Excerpts of location labeling records |
(begin)

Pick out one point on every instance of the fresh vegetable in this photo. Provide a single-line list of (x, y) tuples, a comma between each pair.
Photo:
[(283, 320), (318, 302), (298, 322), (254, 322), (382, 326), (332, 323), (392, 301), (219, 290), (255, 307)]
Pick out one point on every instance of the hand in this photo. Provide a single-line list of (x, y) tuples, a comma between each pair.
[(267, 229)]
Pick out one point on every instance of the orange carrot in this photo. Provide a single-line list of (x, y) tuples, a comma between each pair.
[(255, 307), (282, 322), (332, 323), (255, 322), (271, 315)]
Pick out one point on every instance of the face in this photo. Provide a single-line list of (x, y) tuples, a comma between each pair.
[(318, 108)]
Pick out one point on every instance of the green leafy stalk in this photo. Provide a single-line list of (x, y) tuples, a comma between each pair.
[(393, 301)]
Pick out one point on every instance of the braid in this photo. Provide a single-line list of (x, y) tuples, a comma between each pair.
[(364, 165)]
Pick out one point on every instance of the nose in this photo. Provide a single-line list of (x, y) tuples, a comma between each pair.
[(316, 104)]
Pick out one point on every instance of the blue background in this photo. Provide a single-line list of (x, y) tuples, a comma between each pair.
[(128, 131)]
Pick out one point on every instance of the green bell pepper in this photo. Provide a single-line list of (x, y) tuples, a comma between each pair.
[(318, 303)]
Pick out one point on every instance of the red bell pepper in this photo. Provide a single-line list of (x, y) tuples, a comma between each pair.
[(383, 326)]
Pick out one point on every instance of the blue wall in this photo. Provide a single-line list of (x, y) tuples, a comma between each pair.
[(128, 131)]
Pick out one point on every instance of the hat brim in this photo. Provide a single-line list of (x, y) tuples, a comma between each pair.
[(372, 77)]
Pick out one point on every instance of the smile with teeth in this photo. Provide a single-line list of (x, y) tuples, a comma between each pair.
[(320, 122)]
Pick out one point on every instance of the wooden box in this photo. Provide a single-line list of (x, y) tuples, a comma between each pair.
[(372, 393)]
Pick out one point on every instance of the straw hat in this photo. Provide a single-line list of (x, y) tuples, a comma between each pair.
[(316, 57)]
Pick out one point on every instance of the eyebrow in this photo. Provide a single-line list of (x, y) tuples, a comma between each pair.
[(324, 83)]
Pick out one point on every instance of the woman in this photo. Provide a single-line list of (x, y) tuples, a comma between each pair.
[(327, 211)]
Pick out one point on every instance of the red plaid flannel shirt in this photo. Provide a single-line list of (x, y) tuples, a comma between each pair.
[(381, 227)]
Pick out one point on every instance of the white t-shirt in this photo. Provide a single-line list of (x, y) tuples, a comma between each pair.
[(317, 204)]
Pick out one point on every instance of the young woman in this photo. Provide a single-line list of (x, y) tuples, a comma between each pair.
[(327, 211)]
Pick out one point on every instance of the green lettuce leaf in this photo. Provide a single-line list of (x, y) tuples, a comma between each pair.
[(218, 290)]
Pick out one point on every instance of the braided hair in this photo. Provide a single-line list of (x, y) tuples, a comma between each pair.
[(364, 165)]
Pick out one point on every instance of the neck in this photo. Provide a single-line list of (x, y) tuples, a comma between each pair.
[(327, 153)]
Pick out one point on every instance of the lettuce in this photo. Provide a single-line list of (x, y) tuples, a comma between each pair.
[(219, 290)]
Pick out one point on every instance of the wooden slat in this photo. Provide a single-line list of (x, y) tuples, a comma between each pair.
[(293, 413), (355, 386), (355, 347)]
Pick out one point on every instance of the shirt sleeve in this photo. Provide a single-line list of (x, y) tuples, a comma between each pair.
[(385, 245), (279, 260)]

(end)

STATED TASK | Repeat word for word the stretch of the records from the line containing "Pick out one point on every instance of the green lettuce" through the line containing "[(293, 413), (355, 386), (355, 347)]", both included.

RESPONSE |
Pick out one point on every instance of the green lettuce leaf in this photo. Provide a single-line list of (x, y) tuples, a comma between each pair.
[(218, 290)]
Pick out one point on every instance of the braided hair in this photo. Provide a single-line list of (x, y) tuples, a comma between each pair.
[(364, 165)]
Pick out one point on every instance of the neck in this photo. Provide a single-line list of (x, y) tuples, a comma between each pair.
[(327, 153)]
Pick out one point on every instance of the lettuce in this photo. Provide a single-line list of (x, y) tuples, a comma between each pair.
[(219, 290)]
Pick out one point on every instance of the wooden slat in this photo. Provide a single-line list of (x, y) tuples, a comma between each pair.
[(293, 413), (355, 386), (355, 347)]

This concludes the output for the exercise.